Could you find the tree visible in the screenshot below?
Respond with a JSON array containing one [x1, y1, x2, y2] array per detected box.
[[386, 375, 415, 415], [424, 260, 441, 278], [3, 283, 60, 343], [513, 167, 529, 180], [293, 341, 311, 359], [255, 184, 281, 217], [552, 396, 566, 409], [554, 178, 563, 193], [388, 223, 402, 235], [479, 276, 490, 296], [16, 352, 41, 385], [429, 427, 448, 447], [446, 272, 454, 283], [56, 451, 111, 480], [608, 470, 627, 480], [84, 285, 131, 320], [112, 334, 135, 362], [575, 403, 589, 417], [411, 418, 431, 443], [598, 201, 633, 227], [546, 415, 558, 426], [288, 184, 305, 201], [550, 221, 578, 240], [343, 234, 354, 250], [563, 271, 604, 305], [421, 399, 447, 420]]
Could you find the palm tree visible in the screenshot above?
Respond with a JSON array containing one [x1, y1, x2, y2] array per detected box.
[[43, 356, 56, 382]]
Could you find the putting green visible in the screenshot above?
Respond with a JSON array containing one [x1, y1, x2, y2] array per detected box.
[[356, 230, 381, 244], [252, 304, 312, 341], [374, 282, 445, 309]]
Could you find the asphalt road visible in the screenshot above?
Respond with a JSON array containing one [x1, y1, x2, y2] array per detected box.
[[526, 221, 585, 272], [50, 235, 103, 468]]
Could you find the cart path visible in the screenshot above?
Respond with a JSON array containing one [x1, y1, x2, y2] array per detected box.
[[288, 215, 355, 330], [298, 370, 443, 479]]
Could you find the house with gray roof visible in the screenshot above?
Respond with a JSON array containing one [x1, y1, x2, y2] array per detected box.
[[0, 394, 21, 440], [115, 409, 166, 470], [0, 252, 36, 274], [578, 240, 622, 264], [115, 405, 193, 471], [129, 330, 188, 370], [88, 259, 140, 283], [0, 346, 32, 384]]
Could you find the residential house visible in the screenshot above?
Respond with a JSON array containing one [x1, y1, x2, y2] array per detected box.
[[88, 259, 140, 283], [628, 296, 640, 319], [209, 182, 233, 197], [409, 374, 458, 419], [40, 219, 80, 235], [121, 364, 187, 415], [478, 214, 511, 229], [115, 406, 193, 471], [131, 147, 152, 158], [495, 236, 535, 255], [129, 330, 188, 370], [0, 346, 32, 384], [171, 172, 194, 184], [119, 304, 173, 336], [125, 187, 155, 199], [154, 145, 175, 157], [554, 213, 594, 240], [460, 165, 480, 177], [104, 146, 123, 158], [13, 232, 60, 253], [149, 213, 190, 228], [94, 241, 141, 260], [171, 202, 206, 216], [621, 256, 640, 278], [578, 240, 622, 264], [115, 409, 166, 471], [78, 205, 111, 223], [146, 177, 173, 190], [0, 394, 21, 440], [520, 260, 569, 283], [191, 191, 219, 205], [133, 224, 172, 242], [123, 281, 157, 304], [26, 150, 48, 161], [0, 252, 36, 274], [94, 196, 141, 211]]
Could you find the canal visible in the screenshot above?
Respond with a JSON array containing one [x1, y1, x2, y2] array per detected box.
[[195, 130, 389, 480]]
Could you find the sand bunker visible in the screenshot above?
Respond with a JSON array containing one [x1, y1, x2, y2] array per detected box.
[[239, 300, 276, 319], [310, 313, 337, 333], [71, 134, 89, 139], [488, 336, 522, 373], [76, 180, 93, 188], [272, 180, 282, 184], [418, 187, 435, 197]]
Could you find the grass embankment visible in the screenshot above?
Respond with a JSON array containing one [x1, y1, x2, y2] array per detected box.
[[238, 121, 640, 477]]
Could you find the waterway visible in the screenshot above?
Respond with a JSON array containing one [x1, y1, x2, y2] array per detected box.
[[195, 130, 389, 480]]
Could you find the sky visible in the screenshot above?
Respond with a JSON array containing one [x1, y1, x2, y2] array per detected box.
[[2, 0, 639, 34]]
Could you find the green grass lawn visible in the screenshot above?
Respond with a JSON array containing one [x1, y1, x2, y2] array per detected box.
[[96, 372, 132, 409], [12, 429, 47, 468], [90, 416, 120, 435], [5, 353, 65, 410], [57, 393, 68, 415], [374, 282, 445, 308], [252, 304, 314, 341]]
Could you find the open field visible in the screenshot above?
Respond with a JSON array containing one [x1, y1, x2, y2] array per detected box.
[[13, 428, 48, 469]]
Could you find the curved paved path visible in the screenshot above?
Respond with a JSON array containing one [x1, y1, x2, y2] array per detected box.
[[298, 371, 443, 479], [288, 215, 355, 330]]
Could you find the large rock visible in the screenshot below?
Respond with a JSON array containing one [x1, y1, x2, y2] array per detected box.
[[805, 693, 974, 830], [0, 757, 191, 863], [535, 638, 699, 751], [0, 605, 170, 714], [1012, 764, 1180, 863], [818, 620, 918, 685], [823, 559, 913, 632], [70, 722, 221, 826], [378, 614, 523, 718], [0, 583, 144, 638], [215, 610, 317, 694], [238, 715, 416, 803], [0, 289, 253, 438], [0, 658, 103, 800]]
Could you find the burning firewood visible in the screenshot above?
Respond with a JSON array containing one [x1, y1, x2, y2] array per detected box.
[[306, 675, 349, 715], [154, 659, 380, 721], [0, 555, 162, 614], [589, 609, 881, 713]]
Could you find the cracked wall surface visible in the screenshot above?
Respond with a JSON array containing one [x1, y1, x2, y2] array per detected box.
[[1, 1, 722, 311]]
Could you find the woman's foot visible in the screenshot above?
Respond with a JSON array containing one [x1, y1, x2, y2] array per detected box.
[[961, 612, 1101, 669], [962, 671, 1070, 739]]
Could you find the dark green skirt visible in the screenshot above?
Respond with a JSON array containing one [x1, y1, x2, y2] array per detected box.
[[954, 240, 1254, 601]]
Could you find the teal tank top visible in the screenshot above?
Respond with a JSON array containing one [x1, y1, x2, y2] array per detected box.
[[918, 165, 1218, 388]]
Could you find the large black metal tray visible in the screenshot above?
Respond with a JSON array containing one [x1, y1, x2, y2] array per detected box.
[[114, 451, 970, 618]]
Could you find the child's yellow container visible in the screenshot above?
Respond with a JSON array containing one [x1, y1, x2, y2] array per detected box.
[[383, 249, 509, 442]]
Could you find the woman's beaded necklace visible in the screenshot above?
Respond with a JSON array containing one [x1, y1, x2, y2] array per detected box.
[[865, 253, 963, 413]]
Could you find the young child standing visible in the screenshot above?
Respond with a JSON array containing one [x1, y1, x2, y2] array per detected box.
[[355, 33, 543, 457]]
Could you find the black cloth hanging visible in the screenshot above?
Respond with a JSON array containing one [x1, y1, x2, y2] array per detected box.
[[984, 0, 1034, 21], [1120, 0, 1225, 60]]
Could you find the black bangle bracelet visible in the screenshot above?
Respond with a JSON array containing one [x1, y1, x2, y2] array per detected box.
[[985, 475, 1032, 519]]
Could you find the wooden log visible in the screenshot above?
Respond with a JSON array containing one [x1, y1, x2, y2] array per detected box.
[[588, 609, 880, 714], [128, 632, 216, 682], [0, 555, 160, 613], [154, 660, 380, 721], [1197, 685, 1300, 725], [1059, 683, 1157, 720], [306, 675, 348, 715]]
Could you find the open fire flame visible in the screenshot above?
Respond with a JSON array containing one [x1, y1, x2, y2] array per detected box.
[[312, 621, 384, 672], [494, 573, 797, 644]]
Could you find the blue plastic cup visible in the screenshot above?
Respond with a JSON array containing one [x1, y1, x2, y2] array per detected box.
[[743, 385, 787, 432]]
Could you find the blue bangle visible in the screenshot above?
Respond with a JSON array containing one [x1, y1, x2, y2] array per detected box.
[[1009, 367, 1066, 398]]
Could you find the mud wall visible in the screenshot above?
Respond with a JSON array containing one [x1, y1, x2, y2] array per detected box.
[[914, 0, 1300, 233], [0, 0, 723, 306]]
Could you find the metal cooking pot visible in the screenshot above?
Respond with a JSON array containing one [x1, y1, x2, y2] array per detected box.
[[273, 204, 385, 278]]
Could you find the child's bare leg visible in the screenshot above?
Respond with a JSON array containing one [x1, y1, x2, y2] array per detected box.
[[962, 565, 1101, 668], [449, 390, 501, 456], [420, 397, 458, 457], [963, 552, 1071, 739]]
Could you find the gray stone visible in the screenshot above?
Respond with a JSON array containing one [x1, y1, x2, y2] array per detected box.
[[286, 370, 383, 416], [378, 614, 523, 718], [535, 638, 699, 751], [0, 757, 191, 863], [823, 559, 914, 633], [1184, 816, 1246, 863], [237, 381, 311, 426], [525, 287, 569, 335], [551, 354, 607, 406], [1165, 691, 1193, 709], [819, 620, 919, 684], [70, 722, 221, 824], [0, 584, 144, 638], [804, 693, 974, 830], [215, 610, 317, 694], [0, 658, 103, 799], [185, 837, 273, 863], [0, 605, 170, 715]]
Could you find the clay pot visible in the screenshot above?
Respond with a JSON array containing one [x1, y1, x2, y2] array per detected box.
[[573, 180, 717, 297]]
+--
TASK STATEMENT:
Set down exactly the lines of the material above from the one with "Could you find the gray" through the end. Include both ends and nothing else.

ANSWER SPACE:
Could you find the gray stone visible in the screenshot above?
Respond with a JSON array containing one [x1, y1, x2, y2] array per detected box.
[[286, 370, 383, 416], [378, 614, 523, 718], [535, 638, 699, 751], [0, 757, 191, 863], [823, 559, 914, 633], [1184, 816, 1246, 863], [237, 381, 311, 426], [525, 287, 569, 335], [551, 354, 607, 406], [1165, 691, 1193, 709], [819, 620, 919, 684], [70, 722, 221, 824], [0, 584, 144, 638], [804, 693, 974, 830], [215, 610, 317, 694], [0, 658, 103, 799], [185, 837, 273, 863], [0, 605, 170, 715]]
Could you find the clay pot visible in the screenshot above?
Respond with a JSON array containing one [x1, y1, x2, y2] array per detected box.
[[573, 180, 717, 297]]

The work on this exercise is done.